> **Problem**
Put the records between the lines holding "the eyebrow by giving the bounding box." and "[348,287,409,305]", inclusive, into a two-column CSV with headers text and answer, one row per record. Wrap each field in quotes and replace line breaks with spaces.

> **Entries supplied**

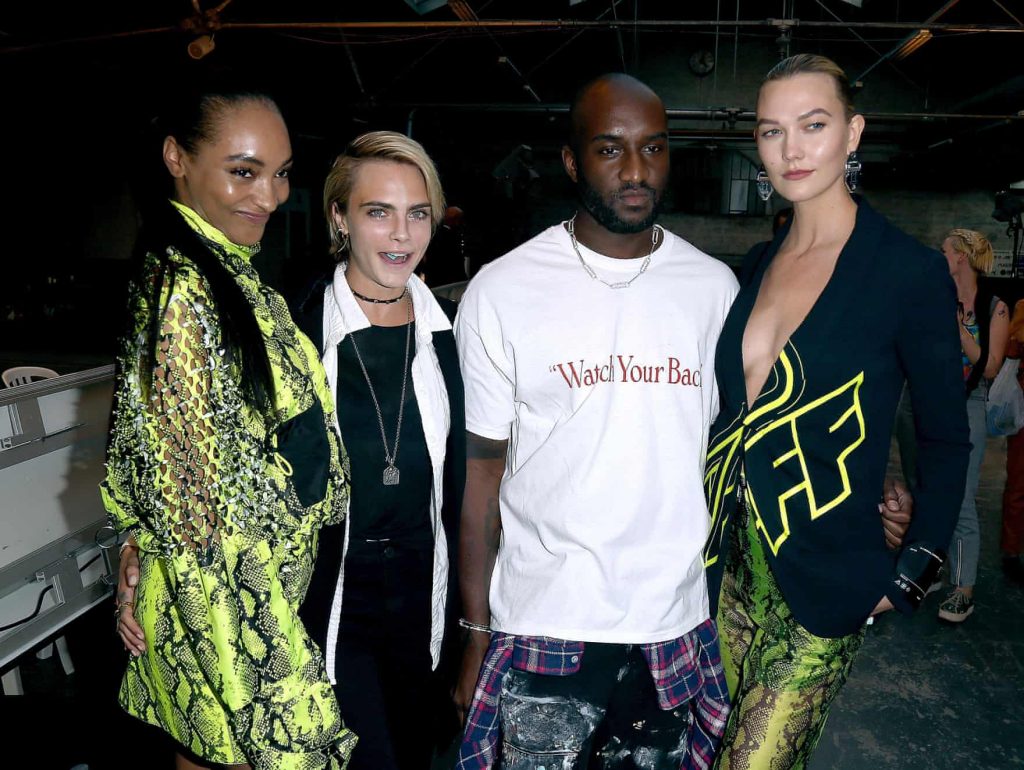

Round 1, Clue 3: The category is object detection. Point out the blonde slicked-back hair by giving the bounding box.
[324,131,444,254]
[946,227,995,275]
[761,53,857,122]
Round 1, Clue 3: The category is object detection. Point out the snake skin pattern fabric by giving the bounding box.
[101,204,355,770]
[715,499,864,770]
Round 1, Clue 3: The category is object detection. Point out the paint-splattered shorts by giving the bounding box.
[499,642,690,770]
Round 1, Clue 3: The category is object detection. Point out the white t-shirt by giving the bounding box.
[456,225,737,643]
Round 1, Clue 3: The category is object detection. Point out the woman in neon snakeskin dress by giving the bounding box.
[101,85,355,770]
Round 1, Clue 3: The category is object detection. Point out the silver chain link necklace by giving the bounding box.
[348,294,413,486]
[566,214,662,289]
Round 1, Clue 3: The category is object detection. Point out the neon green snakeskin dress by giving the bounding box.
[101,204,355,770]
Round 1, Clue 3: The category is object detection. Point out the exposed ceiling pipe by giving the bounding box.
[205,18,1024,34]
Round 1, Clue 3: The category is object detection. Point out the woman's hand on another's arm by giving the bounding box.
[871,596,894,615]
[452,431,508,724]
[116,538,145,657]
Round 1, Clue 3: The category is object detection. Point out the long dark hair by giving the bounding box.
[142,87,280,414]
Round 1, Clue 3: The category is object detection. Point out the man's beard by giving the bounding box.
[577,174,662,234]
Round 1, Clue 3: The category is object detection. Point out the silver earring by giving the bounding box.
[844,153,863,193]
[756,166,775,201]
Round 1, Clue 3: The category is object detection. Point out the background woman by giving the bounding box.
[937,229,1010,623]
[999,299,1024,586]
[102,91,354,769]
[297,131,465,770]
[706,55,968,768]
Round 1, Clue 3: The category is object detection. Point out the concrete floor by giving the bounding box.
[810,439,1024,770]
[0,439,1024,770]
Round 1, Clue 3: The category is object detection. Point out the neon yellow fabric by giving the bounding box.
[101,201,355,770]
[715,501,864,770]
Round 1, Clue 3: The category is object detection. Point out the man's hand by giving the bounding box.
[452,431,508,724]
[879,477,913,548]
[117,545,145,657]
[452,631,490,726]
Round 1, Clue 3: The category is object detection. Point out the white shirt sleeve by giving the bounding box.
[455,286,515,440]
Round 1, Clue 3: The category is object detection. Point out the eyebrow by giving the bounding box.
[590,131,669,143]
[359,201,430,211]
[224,153,293,168]
[758,106,833,126]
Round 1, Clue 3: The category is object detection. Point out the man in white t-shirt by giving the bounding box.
[456,75,736,769]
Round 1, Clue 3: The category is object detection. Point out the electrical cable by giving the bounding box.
[0,584,53,633]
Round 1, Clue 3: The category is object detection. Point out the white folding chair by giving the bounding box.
[0,367,75,695]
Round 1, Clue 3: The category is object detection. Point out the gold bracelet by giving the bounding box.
[459,617,492,634]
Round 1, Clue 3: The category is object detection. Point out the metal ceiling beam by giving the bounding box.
[209,18,1024,34]
[380,101,1024,124]
[0,18,1024,54]
[854,0,959,82]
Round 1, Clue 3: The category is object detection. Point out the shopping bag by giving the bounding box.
[985,358,1024,436]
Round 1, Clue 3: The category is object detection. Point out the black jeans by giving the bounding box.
[500,642,690,770]
[335,540,440,770]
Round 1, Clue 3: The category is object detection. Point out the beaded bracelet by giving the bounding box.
[459,617,490,634]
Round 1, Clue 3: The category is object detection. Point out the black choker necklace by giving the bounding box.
[348,287,409,305]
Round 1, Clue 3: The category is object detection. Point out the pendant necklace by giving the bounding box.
[566,214,662,289]
[348,294,413,486]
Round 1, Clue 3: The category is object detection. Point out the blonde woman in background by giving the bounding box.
[939,228,1010,623]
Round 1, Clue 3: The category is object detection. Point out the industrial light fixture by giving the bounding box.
[188,35,216,58]
[892,30,933,61]
[449,0,479,22]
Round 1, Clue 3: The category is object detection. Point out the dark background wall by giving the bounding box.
[0,0,1024,369]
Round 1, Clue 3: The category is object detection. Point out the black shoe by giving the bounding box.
[1002,556,1024,586]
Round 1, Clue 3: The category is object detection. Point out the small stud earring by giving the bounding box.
[844,152,863,193]
[755,166,775,201]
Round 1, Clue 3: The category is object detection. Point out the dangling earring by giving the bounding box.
[845,153,863,193]
[756,166,775,201]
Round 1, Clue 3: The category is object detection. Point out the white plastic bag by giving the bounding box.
[985,358,1024,436]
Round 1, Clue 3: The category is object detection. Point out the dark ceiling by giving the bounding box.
[0,0,1024,186]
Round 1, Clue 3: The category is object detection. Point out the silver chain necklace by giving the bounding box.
[348,295,413,486]
[567,214,662,289]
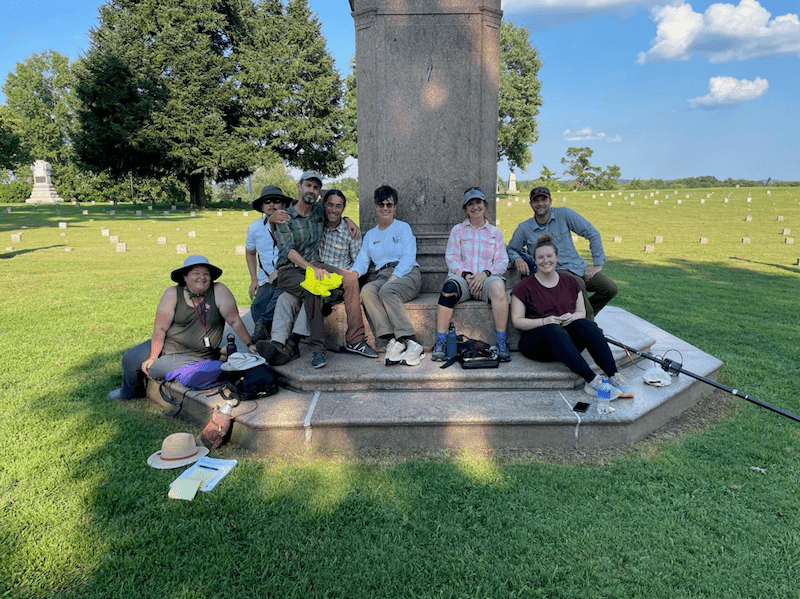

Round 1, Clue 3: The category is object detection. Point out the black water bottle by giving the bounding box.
[445,322,458,360]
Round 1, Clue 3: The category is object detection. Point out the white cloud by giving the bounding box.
[501,0,664,29]
[689,77,769,108]
[562,127,622,143]
[637,0,800,64]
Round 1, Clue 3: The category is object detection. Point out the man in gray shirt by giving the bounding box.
[508,187,617,320]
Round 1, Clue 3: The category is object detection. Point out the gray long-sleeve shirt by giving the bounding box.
[508,207,606,277]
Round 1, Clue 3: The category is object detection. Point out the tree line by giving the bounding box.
[0,0,541,206]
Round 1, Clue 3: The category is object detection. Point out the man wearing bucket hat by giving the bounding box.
[270,171,377,368]
[508,187,617,320]
[108,255,256,399]
[244,185,292,341]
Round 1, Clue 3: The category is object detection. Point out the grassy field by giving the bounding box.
[0,188,800,599]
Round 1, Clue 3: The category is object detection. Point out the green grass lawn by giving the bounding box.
[0,188,800,599]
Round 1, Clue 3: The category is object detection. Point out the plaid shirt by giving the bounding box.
[444,219,508,275]
[274,200,325,268]
[319,219,361,270]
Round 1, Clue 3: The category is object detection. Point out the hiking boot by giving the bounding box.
[495,341,511,362]
[431,339,447,362]
[608,372,633,399]
[250,322,272,343]
[344,339,378,358]
[386,339,406,366]
[583,374,622,401]
[400,339,425,366]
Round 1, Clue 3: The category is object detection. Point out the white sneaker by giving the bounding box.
[400,339,425,366]
[386,339,406,366]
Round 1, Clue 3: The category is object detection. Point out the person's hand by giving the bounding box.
[583,265,603,281]
[344,216,361,239]
[514,258,531,277]
[142,358,156,376]
[467,272,488,299]
[269,210,292,225]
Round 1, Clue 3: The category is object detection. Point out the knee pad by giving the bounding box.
[439,281,461,309]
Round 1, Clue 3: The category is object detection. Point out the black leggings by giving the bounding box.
[519,318,617,383]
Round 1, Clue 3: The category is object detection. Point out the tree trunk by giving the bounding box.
[189,173,206,208]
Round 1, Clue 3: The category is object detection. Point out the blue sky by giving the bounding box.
[0,0,800,180]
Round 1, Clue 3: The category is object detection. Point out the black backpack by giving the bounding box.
[220,364,278,403]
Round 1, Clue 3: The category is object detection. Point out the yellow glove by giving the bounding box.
[300,266,342,297]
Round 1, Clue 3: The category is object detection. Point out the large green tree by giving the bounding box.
[3,50,75,166]
[76,0,253,205]
[497,20,542,171]
[237,0,347,176]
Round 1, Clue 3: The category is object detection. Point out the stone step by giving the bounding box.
[148,307,722,455]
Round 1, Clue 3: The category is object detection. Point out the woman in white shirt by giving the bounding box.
[351,185,425,366]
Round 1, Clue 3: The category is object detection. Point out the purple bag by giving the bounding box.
[165,360,225,389]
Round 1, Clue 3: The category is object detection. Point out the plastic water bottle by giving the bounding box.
[445,322,458,359]
[597,379,611,414]
[225,333,236,356]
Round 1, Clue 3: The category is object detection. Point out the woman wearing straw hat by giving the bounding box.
[108,255,255,399]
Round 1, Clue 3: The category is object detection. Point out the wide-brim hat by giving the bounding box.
[253,185,292,212]
[147,433,208,470]
[170,254,222,285]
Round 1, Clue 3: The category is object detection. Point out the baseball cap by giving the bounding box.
[461,187,486,206]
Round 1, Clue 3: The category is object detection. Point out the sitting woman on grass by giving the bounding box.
[108,255,255,399]
[511,234,633,400]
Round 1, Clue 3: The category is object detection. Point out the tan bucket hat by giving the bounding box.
[147,433,208,470]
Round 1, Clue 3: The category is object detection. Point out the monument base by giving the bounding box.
[148,307,722,455]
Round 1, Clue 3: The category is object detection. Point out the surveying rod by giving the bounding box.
[606,337,800,422]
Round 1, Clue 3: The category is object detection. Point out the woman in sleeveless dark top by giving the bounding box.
[511,235,633,399]
[108,255,255,399]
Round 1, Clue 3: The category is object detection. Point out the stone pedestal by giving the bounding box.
[25,160,64,204]
[351,0,502,292]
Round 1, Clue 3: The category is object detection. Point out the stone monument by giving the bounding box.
[25,160,64,204]
[350,0,503,292]
[508,171,519,194]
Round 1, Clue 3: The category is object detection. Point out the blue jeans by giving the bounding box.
[255,283,283,324]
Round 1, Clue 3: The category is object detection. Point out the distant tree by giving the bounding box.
[497,20,542,171]
[76,0,254,206]
[0,106,31,170]
[561,148,602,189]
[3,50,75,168]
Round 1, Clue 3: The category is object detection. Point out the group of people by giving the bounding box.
[109,177,633,399]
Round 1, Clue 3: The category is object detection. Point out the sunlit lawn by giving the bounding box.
[0,188,800,599]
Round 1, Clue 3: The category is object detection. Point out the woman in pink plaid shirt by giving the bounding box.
[431,187,511,362]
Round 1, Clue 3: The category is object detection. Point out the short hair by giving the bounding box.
[533,233,558,259]
[374,185,397,204]
[322,189,347,206]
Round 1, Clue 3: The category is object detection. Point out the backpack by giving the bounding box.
[164,360,224,389]
[220,364,278,403]
[440,335,500,370]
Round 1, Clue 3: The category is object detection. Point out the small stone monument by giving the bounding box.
[508,171,519,194]
[25,160,64,204]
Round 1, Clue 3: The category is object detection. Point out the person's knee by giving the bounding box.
[439,281,461,310]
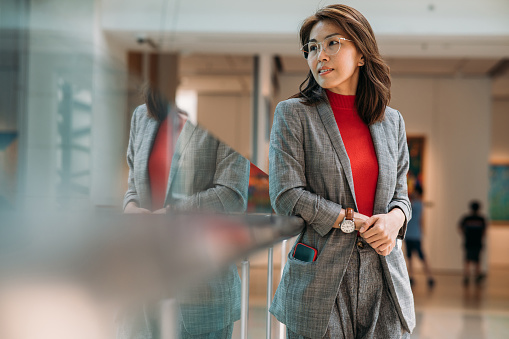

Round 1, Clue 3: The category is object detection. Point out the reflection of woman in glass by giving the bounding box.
[119,89,250,339]
[269,5,415,338]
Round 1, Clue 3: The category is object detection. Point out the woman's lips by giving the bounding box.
[318,68,334,75]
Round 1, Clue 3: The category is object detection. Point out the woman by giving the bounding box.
[269,5,415,338]
[123,88,250,339]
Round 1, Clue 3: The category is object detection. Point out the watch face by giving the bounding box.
[341,220,355,233]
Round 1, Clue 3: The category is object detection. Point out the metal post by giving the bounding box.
[267,247,274,339]
[240,259,249,339]
[279,240,287,339]
[159,299,178,339]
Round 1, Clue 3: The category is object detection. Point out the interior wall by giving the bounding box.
[198,93,252,159]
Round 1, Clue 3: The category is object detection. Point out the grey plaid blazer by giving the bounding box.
[124,105,250,338]
[124,105,250,212]
[269,94,415,338]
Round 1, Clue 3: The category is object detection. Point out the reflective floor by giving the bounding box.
[238,267,509,339]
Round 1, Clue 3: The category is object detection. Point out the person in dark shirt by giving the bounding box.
[405,184,435,288]
[459,201,486,285]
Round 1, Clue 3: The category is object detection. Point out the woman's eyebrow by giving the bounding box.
[309,33,342,42]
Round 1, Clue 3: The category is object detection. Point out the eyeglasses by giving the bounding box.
[300,36,352,59]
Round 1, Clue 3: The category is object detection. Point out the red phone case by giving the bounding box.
[293,242,318,261]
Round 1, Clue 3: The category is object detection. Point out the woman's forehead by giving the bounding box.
[309,20,345,40]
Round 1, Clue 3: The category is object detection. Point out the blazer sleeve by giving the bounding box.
[123,107,140,209]
[173,142,250,212]
[389,112,412,239]
[269,101,341,236]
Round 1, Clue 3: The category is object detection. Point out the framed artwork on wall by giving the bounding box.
[489,162,509,223]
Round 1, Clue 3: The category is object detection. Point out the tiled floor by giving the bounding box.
[234,267,509,339]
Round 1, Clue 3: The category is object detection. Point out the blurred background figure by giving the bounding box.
[405,184,435,288]
[459,200,486,286]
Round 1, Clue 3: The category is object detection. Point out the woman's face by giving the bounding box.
[307,20,364,95]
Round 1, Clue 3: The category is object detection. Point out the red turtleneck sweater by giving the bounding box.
[148,118,173,211]
[327,91,378,216]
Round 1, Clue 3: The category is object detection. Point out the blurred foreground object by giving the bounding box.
[0,213,303,339]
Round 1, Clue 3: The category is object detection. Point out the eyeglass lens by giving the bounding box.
[303,36,341,58]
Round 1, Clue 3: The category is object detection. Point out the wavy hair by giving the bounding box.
[292,5,391,125]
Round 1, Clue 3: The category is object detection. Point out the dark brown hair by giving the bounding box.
[142,83,170,122]
[292,5,391,125]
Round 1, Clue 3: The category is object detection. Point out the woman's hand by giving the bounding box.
[124,201,152,214]
[359,208,405,256]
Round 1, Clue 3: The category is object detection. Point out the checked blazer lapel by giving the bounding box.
[369,122,392,214]
[316,94,358,211]
[164,121,196,206]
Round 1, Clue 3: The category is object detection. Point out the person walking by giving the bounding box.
[459,201,486,286]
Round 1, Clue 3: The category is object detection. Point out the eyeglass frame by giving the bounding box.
[300,34,353,60]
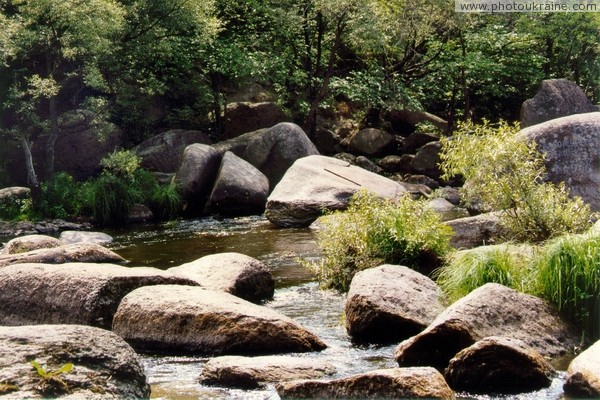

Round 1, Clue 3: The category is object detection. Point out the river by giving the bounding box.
[106,217,564,400]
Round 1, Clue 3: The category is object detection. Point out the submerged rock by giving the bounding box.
[0,263,196,329]
[277,367,455,400]
[113,285,326,355]
[345,265,445,343]
[200,356,335,389]
[0,325,150,399]
[445,336,556,394]
[394,283,579,371]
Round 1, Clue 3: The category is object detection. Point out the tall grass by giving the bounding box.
[434,244,534,303]
[306,191,452,291]
[534,234,600,340]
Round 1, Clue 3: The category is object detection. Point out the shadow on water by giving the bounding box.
[106,217,564,400]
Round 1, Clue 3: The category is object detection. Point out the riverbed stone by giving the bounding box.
[394,283,579,371]
[167,253,275,302]
[0,263,197,329]
[276,367,455,400]
[444,336,556,394]
[0,243,126,269]
[345,264,445,343]
[113,285,326,355]
[174,143,222,215]
[133,129,212,173]
[265,156,406,227]
[445,212,506,249]
[521,79,599,128]
[0,235,62,254]
[0,325,150,399]
[563,340,600,398]
[518,112,600,211]
[213,122,319,191]
[204,151,269,216]
[200,356,335,389]
[58,231,114,245]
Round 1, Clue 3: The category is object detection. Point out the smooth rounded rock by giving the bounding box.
[113,285,326,355]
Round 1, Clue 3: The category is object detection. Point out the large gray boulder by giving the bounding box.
[204,151,269,215]
[0,243,126,269]
[444,336,556,394]
[345,265,445,343]
[0,263,196,328]
[223,102,290,139]
[348,128,397,156]
[175,144,222,214]
[58,231,114,245]
[200,356,335,389]
[113,285,326,355]
[519,112,600,211]
[0,325,150,399]
[521,79,600,128]
[134,129,212,172]
[277,367,455,400]
[0,235,62,254]
[167,253,275,302]
[213,122,319,190]
[394,283,579,371]
[563,341,600,398]
[265,156,406,227]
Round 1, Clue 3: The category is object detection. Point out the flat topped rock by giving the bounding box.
[0,325,150,399]
[265,155,406,227]
[113,285,326,355]
[0,263,197,329]
[200,356,335,389]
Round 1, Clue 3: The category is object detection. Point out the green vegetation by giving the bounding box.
[534,234,600,340]
[434,244,534,303]
[441,121,592,242]
[308,191,451,291]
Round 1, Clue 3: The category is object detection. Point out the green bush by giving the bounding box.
[534,234,600,340]
[36,172,82,219]
[434,244,534,303]
[307,191,452,291]
[441,121,591,242]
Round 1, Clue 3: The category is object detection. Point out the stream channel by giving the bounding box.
[105,217,564,400]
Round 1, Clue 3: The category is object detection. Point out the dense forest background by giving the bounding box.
[0,0,600,188]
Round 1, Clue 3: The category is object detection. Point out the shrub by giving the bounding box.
[441,121,591,242]
[36,172,82,219]
[307,191,452,291]
[434,245,534,303]
[535,234,600,340]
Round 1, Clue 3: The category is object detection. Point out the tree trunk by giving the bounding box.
[21,133,40,192]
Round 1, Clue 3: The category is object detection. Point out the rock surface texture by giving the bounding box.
[167,253,275,302]
[345,265,444,343]
[444,336,556,394]
[277,367,455,400]
[0,325,150,399]
[0,263,196,329]
[200,356,335,389]
[265,156,406,227]
[394,283,579,371]
[113,285,326,355]
[521,79,600,128]
[519,112,600,211]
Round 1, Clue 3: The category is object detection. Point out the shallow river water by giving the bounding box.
[107,217,564,400]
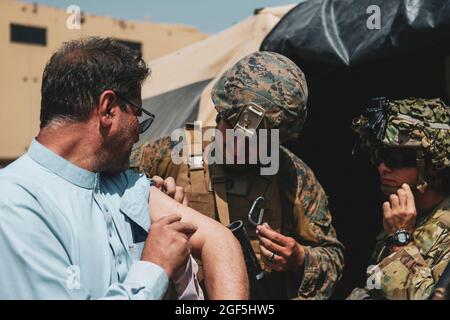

> **Reply**
text,answer
"Round 1, Clue 3: The category is object detection. Point out the eyebrow by giving the bounding box.","[590,131,669,143] [359,201,430,211] [224,153,293,168] [758,106,833,126]"
"Round 1, Clue 3: The category is object detection. Point out the man in white t-shirt by giving the bounding box.","[456,75,736,769]"
"Round 1, Clue 3: The category is object detection. Point out the electrical cable by giving the bounding box.","[0,584,53,633]"
"Round 1, Clue 3: The category is object detection. Point out the white folding chair by giving the bounding box.","[0,367,75,695]"
"Round 1, Clue 3: The category is object detection. Point out the gold bracelet by giving the bounding box.","[459,617,492,634]"
"Round 1, Clue 3: The category is object detection. Point out the metal ceiling beam by giving the bounding box.","[209,18,1024,34] [380,101,1024,124] [0,18,1024,54] [854,0,959,82]"
"Round 1, Clue 3: The category is object detection. Point out the shopping bag by giving the bounding box.","[985,358,1024,436]"
"Round 1, Clue 3: The category is object detection. Point out the black jeans by giving the bounding box.","[500,642,690,770] [335,540,440,770]"
"Round 1, Clue 3: The category is object detection. Point out the beaded bracelet by giving the bounding box.","[459,617,490,634]"
"Round 1, Clue 3: The category is object detection. Point out the black choker necklace by giving the bounding box.","[348,287,409,305]"